:: BRIEF ::
Turn the stretch of the material below, from the line containing "surface for treatment mapping." through the end, into a numbered list, omitting blank lines. Leave the pictures out of your answer.

Bounding-box records
··········
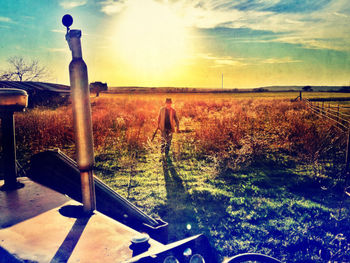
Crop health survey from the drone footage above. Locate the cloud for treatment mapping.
[168,0,350,50]
[261,57,302,64]
[0,16,13,23]
[51,29,67,34]
[60,0,87,9]
[101,0,127,15]
[47,48,67,52]
[197,53,247,68]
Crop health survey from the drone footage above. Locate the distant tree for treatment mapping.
[303,86,312,91]
[90,81,108,97]
[0,56,50,81]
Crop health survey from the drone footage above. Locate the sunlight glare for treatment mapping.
[114,0,187,80]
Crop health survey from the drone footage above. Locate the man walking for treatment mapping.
[158,98,179,155]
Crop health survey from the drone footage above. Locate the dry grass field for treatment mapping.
[10,92,350,262]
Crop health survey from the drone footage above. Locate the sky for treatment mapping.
[0,0,350,88]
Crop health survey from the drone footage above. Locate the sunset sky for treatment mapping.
[0,0,350,88]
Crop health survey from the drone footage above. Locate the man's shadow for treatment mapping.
[162,156,187,203]
[162,157,198,241]
[50,205,92,263]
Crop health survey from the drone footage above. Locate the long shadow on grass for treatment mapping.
[160,158,196,241]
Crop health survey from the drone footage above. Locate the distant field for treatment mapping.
[10,92,350,262]
[100,92,350,100]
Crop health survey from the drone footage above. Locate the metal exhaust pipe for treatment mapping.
[62,15,96,213]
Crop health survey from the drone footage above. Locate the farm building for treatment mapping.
[89,81,108,97]
[0,81,70,108]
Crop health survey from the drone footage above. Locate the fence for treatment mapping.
[303,99,350,196]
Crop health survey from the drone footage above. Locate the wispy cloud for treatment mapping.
[60,0,87,9]
[0,16,13,23]
[51,29,66,34]
[169,0,350,50]
[101,0,128,15]
[197,54,247,68]
[260,57,302,64]
[197,54,303,68]
[47,48,67,52]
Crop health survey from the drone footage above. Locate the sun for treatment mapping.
[114,0,188,82]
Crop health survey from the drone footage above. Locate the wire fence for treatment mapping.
[304,99,350,132]
[303,99,350,196]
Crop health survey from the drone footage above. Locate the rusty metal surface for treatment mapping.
[0,178,163,263]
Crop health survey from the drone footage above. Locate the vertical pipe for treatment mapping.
[345,128,350,177]
[66,30,96,213]
[1,111,17,189]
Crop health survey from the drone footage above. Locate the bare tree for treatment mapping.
[0,57,50,81]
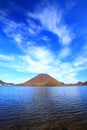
··········
:: TASK ANSWER ::
1. Crop health survey from the drone footage above. Locate the rusty metal surface for treatment mapping.
2. [0,178,163,263]
3. Crop health survey from the drone footage above. Locate the vertical pipe for treatment mapping.
4. [345,128,350,177]
5. [66,30,96,213]
6. [1,111,17,189]
7. Crop health survey from the drone footage above. Locate the bare tree for treatment mapping.
8. [0,57,50,81]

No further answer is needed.